**Reading text**
[Start]
Defense Date

1982

Document Type

Thesis

Degree Name

Master of Science

Department

Psychology

First Advisor

Thomas V. McGovern

Abstract

Current research suggests that there is some relationship between developmental variables, levels of career maturity and career decisions. In this study, the relationships between certain developmental factors and the degree of certainty expressed by college students about their decision to major in a field of study were explored. The variables included the student's decision making stage, decision making styles, levels of autonomy and interpersonal relationships, and degree of career maturity. The relationships between students' status as decided or undecided about a choice of major and the variables were also investigated. The participants of this study were 104 men (n=47) and women (n=57) who were enrolled as degree seeking students at Virginia Commonwealth University during the 1981 academic year. It was found that the student's scores on developmental measures did interact with levels of certainty of the decision making outcomes. Significant positive relationships were found to exist between decision making stage, decision making style, level of autonomy, career maturity, and the expressed level of certainty of the decision. Also, it was found that students who had decided upon a major field of study scored significantly higher on the measure of career maturity than did the undecided students. It was suggested that these results be applied to the career/academic counseling setting. Counselors could better help students to plot a course towards effective decision making by considering informational and developmental factors as components of the career decision making process.
[End]
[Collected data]
[Start]
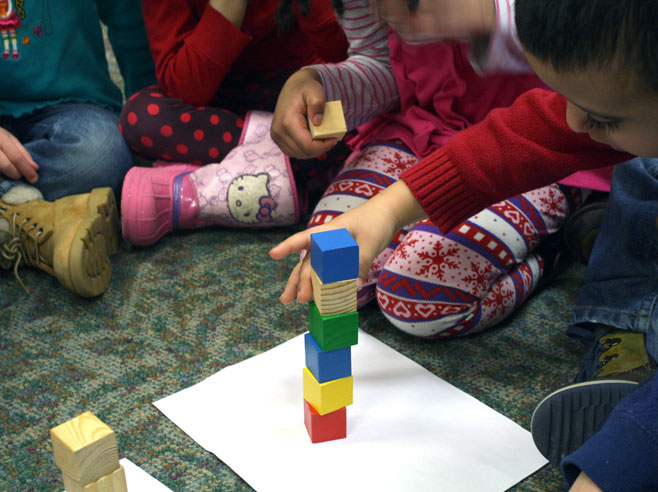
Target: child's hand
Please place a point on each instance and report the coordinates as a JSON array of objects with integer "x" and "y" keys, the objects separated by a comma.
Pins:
[
  {"x": 15, "y": 160},
  {"x": 301, "y": 95},
  {"x": 433, "y": 20},
  {"x": 372, "y": 224}
]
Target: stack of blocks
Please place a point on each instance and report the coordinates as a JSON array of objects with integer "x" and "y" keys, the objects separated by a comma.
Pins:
[
  {"x": 333, "y": 329},
  {"x": 86, "y": 452}
]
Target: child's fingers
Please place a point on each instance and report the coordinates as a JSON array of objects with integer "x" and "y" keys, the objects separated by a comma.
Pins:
[{"x": 295, "y": 243}]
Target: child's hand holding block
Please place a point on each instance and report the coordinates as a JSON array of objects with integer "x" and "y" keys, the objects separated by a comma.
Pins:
[{"x": 333, "y": 122}]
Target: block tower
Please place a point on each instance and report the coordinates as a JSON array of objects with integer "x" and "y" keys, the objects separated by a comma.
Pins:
[
  {"x": 333, "y": 329},
  {"x": 86, "y": 452}
]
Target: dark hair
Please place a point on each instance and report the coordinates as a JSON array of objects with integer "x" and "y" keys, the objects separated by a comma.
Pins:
[
  {"x": 579, "y": 34},
  {"x": 285, "y": 15}
]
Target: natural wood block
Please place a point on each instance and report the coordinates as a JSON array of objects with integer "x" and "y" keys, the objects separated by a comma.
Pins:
[
  {"x": 327, "y": 397},
  {"x": 333, "y": 122},
  {"x": 325, "y": 427},
  {"x": 85, "y": 448},
  {"x": 335, "y": 297},
  {"x": 112, "y": 482},
  {"x": 335, "y": 331}
]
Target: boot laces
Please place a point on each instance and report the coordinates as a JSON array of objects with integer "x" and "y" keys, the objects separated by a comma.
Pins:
[{"x": 22, "y": 248}]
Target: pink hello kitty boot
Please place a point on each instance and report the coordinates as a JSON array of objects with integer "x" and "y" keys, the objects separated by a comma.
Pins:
[{"x": 252, "y": 187}]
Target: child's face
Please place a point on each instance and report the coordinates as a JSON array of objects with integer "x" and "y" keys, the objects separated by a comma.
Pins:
[{"x": 612, "y": 108}]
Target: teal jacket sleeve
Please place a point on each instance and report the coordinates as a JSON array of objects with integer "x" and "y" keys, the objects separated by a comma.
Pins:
[{"x": 127, "y": 35}]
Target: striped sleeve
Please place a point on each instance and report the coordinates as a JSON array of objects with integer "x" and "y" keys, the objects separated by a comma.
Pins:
[
  {"x": 364, "y": 82},
  {"x": 502, "y": 52}
]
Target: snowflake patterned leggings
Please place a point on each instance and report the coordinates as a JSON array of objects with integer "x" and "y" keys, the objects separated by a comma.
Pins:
[{"x": 438, "y": 285}]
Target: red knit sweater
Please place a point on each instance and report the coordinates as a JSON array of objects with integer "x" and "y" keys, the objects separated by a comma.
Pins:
[
  {"x": 194, "y": 46},
  {"x": 514, "y": 150}
]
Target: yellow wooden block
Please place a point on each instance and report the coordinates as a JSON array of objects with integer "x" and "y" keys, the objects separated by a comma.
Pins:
[
  {"x": 333, "y": 122},
  {"x": 330, "y": 396},
  {"x": 112, "y": 482},
  {"x": 334, "y": 297},
  {"x": 85, "y": 448}
]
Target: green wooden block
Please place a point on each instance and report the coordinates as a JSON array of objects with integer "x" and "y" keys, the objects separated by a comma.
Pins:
[{"x": 333, "y": 332}]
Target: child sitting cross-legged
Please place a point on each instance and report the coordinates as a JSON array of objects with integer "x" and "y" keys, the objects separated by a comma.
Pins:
[{"x": 600, "y": 58}]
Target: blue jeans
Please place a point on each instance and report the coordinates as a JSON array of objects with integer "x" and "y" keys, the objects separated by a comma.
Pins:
[
  {"x": 78, "y": 147},
  {"x": 621, "y": 286}
]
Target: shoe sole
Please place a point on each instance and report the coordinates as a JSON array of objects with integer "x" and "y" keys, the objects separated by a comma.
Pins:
[
  {"x": 568, "y": 417},
  {"x": 102, "y": 201},
  {"x": 89, "y": 267},
  {"x": 581, "y": 229}
]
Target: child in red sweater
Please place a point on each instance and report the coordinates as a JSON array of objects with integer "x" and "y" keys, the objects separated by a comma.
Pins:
[
  {"x": 220, "y": 65},
  {"x": 599, "y": 56}
]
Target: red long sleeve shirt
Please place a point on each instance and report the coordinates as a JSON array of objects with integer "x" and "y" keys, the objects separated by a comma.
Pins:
[
  {"x": 514, "y": 150},
  {"x": 194, "y": 46}
]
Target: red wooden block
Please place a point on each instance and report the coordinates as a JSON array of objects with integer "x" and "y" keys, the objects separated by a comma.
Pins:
[{"x": 325, "y": 427}]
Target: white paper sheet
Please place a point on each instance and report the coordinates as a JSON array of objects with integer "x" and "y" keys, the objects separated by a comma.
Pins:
[
  {"x": 407, "y": 430},
  {"x": 137, "y": 480}
]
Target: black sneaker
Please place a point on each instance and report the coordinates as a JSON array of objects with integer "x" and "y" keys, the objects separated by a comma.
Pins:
[
  {"x": 582, "y": 227},
  {"x": 613, "y": 354},
  {"x": 568, "y": 417}
]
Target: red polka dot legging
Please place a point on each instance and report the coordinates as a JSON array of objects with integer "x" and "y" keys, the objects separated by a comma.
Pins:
[{"x": 160, "y": 127}]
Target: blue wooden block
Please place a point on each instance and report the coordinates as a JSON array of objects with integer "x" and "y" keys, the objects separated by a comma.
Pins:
[
  {"x": 334, "y": 255},
  {"x": 327, "y": 366}
]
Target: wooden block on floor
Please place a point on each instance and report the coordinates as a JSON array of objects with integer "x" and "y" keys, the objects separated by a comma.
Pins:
[
  {"x": 85, "y": 448},
  {"x": 335, "y": 297},
  {"x": 327, "y": 366},
  {"x": 323, "y": 428},
  {"x": 333, "y": 122},
  {"x": 333, "y": 332},
  {"x": 334, "y": 255},
  {"x": 112, "y": 482},
  {"x": 330, "y": 396}
]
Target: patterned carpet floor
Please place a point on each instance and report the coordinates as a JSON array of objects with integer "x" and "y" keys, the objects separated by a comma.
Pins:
[{"x": 182, "y": 310}]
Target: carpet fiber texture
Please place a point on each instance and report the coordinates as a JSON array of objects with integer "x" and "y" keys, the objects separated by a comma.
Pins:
[{"x": 182, "y": 310}]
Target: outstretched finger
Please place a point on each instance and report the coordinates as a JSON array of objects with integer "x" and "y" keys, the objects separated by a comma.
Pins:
[{"x": 295, "y": 243}]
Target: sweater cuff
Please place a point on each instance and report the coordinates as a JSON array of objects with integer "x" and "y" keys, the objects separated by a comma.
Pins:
[
  {"x": 621, "y": 456},
  {"x": 217, "y": 38},
  {"x": 441, "y": 192}
]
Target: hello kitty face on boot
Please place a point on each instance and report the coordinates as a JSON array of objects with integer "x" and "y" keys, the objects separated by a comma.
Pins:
[{"x": 249, "y": 199}]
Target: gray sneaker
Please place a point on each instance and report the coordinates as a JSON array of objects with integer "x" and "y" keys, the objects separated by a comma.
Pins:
[{"x": 568, "y": 417}]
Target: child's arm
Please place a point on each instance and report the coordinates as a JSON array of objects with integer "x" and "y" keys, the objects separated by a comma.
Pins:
[
  {"x": 192, "y": 54},
  {"x": 373, "y": 225},
  {"x": 15, "y": 160},
  {"x": 364, "y": 83},
  {"x": 125, "y": 30},
  {"x": 323, "y": 31},
  {"x": 487, "y": 24},
  {"x": 513, "y": 150}
]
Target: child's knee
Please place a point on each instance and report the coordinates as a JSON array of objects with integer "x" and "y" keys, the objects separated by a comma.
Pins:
[{"x": 427, "y": 319}]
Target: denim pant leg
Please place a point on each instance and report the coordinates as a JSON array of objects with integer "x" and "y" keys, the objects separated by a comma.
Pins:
[
  {"x": 78, "y": 147},
  {"x": 621, "y": 286}
]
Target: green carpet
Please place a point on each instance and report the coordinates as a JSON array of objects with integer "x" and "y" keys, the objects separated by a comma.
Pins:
[{"x": 182, "y": 310}]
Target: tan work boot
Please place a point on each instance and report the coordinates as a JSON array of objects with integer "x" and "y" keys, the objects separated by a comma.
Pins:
[{"x": 68, "y": 239}]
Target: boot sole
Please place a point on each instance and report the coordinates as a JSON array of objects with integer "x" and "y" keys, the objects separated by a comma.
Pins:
[
  {"x": 568, "y": 417},
  {"x": 102, "y": 201},
  {"x": 89, "y": 269}
]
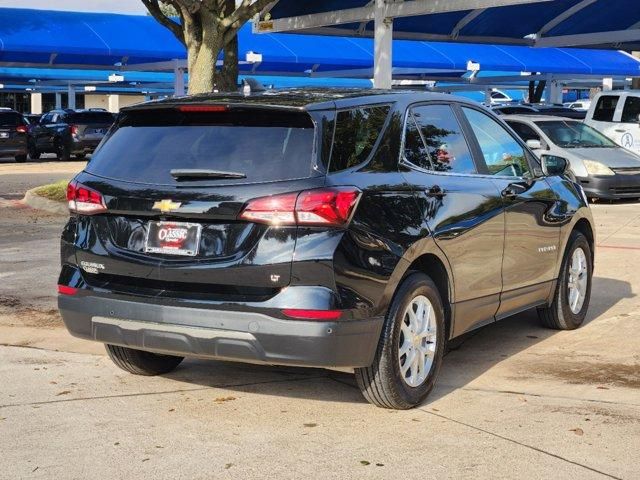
[End]
**Challenges**
a - Answer these questions using the thesis record:
(i) Who was the first advisor?
(ii) How many of the participants were women?
(iii) Which group of students scored significantly higher on the measure of career maturity?
b - List every line of the listing that contains the string "sleeve", taking letter case into account.
The thesis record and the listing are independent of each other.

**Worked solutions**
a -
(i) Thomas V. McGovern
(ii) 57
(iii) Students who had decided upon a major field of study

b -
Target: teal jacket sleeve
Target: striped sleeve
Target: red long sleeve shirt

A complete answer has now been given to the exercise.